* DO THIS: Report every line of the items below that contains the word "side".

# start of MATERIALS PROVIDED

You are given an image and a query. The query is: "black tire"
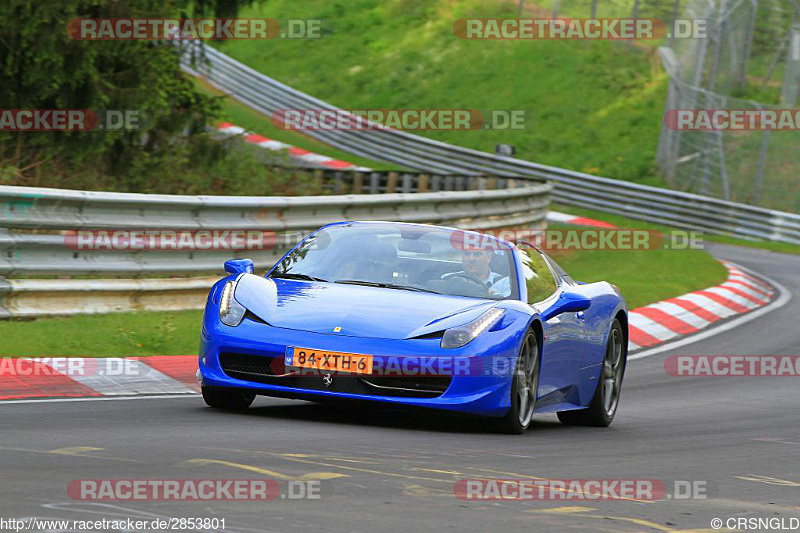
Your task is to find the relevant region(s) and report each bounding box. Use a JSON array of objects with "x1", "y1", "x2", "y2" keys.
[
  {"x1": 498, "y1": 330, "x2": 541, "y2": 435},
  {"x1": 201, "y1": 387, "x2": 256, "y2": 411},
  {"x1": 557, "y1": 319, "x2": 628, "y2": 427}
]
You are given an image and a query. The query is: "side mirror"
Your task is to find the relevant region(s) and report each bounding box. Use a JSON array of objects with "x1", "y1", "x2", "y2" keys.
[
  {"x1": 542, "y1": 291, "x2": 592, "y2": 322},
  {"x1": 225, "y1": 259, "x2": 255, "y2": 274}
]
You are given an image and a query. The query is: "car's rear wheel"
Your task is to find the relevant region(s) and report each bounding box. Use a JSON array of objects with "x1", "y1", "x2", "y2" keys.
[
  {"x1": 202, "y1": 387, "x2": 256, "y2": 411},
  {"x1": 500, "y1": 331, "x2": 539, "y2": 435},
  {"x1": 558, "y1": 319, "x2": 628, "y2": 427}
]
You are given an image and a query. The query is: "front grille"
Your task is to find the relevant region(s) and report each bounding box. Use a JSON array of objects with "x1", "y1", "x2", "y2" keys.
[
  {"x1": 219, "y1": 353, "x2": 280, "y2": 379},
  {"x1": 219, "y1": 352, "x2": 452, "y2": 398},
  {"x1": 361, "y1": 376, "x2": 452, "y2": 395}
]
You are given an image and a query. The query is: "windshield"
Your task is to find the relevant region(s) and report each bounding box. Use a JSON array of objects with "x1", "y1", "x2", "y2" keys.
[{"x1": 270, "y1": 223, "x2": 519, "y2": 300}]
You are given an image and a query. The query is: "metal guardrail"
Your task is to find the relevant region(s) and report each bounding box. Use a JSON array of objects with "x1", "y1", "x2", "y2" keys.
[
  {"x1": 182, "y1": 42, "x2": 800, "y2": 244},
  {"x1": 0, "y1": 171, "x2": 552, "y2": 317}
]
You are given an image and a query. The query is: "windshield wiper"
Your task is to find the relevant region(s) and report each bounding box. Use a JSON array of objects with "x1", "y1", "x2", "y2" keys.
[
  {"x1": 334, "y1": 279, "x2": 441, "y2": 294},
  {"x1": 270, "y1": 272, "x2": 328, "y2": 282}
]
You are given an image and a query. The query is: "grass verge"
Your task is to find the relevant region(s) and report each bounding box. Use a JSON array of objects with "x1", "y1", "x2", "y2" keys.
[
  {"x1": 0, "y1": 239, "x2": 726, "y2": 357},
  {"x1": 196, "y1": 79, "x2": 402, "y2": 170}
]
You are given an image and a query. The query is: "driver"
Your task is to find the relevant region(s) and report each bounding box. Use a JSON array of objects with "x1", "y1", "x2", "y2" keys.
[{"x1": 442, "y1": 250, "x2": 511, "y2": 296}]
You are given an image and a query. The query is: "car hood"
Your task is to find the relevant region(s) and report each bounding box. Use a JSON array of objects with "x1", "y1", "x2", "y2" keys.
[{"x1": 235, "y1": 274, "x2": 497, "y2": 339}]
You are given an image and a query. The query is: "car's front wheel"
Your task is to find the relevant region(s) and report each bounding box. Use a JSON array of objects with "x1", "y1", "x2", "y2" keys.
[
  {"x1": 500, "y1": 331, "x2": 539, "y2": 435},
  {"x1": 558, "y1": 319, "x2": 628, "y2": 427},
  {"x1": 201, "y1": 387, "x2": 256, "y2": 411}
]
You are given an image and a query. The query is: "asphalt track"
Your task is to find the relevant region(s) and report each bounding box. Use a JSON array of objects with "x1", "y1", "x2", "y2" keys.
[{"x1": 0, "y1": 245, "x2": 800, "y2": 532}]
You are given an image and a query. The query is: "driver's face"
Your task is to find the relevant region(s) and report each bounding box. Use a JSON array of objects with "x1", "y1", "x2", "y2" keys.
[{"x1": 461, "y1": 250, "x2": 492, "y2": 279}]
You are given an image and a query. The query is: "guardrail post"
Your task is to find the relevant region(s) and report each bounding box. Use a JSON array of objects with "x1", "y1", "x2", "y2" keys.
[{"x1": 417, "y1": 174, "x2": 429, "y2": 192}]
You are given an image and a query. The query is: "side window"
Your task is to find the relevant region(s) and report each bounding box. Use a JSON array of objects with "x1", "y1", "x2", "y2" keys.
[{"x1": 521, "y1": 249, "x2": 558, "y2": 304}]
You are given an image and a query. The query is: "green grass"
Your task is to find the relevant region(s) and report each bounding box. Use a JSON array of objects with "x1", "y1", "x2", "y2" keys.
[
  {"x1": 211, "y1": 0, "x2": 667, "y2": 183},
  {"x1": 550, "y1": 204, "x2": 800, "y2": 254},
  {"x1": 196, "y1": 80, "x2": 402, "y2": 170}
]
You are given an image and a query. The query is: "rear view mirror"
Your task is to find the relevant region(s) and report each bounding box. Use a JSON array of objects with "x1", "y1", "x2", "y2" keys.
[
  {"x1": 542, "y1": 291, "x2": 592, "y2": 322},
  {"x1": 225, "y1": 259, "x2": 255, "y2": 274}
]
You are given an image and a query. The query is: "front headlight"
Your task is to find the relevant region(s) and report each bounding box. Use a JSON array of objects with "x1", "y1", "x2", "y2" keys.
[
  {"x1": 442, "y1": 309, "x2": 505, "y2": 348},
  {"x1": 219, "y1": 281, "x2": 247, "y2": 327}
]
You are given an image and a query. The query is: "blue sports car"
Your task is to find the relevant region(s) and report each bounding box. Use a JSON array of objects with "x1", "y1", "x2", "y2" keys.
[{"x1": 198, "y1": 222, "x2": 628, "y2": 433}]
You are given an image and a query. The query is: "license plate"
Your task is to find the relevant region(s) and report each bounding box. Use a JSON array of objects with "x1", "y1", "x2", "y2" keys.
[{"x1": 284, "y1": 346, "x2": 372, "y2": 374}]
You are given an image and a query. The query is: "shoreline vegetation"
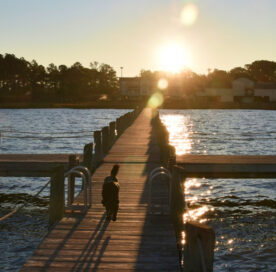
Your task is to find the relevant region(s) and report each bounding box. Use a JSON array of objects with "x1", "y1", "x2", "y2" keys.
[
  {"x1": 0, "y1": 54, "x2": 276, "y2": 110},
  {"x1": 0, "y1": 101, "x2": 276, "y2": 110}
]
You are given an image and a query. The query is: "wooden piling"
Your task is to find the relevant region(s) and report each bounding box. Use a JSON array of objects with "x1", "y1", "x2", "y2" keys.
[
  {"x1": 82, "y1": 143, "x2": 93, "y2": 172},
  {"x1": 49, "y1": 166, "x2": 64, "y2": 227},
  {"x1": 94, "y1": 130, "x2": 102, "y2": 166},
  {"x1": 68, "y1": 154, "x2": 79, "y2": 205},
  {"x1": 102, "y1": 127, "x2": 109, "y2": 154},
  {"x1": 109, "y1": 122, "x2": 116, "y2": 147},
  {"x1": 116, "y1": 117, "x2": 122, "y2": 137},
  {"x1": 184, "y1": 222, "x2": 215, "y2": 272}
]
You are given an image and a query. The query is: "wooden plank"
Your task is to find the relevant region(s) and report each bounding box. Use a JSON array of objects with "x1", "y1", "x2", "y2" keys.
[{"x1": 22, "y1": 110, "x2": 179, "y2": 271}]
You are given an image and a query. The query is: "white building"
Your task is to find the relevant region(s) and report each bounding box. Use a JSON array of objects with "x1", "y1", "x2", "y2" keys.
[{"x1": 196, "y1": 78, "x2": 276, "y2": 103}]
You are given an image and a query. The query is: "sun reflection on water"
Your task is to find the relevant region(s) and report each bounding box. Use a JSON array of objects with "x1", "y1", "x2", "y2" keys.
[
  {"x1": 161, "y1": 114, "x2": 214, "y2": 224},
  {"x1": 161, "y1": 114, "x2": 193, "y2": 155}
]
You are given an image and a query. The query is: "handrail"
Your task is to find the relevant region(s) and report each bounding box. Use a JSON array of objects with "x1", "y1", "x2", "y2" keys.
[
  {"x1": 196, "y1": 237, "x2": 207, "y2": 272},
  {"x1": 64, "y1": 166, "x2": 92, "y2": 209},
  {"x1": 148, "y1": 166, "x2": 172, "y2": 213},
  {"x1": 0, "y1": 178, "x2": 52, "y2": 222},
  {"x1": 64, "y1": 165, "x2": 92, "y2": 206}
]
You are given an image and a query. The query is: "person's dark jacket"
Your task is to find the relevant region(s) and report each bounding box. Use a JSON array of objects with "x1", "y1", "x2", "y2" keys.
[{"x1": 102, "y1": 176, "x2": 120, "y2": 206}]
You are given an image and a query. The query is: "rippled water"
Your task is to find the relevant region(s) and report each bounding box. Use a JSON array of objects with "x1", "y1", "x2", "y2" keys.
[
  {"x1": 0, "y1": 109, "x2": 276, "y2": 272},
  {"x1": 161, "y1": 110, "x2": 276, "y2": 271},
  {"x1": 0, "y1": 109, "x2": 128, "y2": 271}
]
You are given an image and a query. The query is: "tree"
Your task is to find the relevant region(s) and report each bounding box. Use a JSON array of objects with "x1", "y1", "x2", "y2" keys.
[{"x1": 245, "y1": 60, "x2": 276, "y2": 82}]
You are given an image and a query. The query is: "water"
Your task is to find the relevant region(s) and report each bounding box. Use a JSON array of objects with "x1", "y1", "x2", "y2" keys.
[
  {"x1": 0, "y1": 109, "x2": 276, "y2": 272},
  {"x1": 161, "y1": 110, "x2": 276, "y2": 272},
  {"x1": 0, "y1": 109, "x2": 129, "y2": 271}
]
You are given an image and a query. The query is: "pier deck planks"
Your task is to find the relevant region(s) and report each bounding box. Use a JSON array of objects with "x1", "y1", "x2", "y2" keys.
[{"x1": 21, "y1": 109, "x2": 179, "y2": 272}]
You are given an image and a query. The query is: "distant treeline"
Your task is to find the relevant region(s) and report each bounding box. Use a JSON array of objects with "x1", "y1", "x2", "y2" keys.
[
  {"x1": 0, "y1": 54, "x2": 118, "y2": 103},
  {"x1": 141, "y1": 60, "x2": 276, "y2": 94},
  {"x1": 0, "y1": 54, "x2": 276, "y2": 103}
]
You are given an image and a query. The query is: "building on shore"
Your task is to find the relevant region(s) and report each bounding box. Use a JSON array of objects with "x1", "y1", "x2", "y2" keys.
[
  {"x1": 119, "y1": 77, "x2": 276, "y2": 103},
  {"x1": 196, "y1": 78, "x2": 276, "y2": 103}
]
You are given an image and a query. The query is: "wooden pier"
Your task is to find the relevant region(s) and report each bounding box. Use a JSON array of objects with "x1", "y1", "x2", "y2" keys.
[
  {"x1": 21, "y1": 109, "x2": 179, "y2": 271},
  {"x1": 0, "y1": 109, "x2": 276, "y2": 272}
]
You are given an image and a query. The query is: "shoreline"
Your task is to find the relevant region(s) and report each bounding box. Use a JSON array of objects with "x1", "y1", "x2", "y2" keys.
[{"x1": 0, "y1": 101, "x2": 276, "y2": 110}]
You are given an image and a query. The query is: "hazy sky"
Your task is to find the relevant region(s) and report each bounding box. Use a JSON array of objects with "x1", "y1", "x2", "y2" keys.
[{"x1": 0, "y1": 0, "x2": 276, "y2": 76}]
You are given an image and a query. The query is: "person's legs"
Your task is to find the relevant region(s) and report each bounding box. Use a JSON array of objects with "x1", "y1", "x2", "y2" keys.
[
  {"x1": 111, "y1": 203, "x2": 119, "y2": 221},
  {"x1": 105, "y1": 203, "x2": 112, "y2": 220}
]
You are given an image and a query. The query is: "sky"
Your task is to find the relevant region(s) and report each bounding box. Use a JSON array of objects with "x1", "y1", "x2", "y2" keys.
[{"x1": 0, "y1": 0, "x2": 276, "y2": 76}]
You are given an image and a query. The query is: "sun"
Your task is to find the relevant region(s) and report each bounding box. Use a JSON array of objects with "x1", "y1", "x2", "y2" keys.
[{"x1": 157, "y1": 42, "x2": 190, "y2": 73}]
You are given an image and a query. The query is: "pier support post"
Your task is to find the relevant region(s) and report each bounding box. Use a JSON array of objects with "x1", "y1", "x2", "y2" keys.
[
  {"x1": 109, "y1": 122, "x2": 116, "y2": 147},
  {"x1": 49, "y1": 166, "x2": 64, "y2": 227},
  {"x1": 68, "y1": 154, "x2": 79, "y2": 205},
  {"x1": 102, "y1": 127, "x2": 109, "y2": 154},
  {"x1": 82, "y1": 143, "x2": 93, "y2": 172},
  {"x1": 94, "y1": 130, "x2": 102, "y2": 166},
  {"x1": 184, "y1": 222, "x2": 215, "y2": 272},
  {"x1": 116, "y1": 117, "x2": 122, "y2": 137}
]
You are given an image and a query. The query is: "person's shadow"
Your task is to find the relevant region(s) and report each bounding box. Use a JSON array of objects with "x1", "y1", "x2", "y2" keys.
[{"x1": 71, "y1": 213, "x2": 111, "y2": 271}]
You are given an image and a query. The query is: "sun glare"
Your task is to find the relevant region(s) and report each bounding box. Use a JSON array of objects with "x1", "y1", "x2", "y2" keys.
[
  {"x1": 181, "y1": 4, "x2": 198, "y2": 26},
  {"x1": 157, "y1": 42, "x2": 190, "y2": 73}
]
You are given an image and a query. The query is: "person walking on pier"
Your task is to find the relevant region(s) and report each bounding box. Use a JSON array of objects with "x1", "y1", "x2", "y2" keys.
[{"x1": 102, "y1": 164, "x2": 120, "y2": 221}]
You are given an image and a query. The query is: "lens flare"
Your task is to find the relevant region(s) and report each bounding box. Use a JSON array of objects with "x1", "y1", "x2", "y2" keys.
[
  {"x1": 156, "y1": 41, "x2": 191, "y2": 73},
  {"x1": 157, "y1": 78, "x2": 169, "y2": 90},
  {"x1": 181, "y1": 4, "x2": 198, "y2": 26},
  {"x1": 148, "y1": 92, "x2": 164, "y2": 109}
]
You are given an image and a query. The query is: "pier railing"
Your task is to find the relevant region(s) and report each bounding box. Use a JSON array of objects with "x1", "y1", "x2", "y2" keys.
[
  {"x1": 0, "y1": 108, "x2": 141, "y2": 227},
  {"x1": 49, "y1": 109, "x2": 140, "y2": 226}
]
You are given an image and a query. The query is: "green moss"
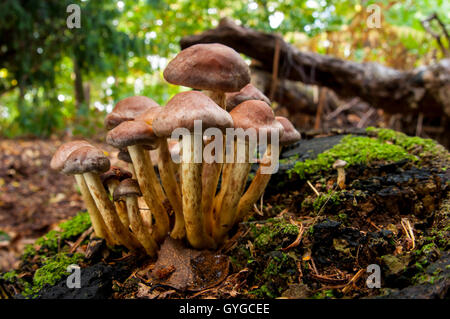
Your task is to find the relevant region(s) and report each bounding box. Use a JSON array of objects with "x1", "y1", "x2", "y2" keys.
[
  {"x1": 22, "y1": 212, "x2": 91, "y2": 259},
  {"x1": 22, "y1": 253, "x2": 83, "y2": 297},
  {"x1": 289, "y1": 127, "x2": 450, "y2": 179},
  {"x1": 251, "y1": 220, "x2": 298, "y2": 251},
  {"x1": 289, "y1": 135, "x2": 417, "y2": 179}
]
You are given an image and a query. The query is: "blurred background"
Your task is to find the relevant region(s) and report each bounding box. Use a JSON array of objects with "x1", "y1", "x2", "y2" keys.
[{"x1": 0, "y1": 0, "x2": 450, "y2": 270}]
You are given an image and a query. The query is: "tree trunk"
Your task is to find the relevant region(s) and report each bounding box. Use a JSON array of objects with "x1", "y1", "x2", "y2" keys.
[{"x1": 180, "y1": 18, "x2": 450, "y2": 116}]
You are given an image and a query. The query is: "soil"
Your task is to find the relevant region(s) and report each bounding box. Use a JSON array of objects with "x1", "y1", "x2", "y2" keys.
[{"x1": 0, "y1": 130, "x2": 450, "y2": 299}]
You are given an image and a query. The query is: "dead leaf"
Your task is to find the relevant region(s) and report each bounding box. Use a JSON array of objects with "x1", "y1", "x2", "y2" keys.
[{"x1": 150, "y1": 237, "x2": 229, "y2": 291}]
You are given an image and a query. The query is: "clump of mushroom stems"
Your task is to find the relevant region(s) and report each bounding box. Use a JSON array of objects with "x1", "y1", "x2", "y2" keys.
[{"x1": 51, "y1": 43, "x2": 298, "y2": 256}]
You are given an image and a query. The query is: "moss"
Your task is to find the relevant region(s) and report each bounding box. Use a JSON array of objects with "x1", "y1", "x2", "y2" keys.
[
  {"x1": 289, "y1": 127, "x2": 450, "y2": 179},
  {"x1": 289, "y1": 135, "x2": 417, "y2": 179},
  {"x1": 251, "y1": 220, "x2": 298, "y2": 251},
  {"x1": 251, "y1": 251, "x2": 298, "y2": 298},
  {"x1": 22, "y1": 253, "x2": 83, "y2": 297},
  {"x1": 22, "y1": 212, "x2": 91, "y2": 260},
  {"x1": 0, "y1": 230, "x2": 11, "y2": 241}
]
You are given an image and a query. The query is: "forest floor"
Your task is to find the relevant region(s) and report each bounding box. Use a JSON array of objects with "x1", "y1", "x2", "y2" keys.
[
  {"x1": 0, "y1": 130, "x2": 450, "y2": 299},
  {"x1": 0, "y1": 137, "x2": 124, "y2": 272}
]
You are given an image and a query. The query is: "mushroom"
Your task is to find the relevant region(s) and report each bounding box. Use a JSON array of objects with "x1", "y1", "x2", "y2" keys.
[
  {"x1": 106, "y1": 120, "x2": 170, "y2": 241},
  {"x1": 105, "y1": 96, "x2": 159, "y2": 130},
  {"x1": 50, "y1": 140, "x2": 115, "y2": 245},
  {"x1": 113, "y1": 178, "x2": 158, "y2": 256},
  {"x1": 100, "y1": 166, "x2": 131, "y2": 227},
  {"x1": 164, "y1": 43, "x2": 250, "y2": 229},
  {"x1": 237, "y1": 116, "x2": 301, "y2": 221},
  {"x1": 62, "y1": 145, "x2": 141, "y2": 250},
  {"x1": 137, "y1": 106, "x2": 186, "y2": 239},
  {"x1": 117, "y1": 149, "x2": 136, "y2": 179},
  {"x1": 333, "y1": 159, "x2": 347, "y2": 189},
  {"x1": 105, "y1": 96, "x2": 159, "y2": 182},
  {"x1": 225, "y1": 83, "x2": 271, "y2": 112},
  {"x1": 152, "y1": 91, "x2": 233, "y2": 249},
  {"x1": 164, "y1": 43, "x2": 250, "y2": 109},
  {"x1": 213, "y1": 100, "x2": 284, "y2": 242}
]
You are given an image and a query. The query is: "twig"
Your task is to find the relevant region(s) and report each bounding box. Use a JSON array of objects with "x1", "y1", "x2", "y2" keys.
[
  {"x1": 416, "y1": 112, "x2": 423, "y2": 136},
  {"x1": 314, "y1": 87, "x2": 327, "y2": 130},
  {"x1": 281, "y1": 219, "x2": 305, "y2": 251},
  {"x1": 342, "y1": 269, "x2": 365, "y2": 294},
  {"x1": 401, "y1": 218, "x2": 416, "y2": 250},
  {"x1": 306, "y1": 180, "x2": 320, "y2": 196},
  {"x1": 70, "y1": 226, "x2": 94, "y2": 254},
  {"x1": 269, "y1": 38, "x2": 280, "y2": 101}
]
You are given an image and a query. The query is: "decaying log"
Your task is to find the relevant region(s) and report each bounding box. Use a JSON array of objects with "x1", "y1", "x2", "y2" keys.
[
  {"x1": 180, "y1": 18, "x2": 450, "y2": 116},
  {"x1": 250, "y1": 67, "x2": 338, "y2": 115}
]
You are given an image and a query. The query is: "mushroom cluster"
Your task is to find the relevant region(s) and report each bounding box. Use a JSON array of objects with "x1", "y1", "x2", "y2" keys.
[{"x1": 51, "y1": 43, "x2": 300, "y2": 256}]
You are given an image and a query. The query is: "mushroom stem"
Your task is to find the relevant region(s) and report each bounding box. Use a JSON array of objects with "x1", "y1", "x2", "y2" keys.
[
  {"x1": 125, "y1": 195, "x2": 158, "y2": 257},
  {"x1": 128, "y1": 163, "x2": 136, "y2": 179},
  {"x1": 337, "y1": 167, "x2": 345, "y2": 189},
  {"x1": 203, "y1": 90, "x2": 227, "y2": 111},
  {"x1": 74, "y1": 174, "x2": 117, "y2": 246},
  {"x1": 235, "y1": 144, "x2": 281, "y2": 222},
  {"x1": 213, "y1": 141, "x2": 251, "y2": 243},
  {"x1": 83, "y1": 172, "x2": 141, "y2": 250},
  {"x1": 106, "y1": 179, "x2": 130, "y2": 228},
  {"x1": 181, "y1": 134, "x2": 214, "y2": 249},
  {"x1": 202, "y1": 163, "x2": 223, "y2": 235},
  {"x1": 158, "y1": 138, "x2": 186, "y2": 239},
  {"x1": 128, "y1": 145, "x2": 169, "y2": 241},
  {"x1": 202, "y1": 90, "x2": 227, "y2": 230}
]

# end of MATERIALS PROVIDED

* PROBLEM SOLUTION:
You are given an image and a query. The query is: "side mirror"
You are given an image and a query. The query is: "side window"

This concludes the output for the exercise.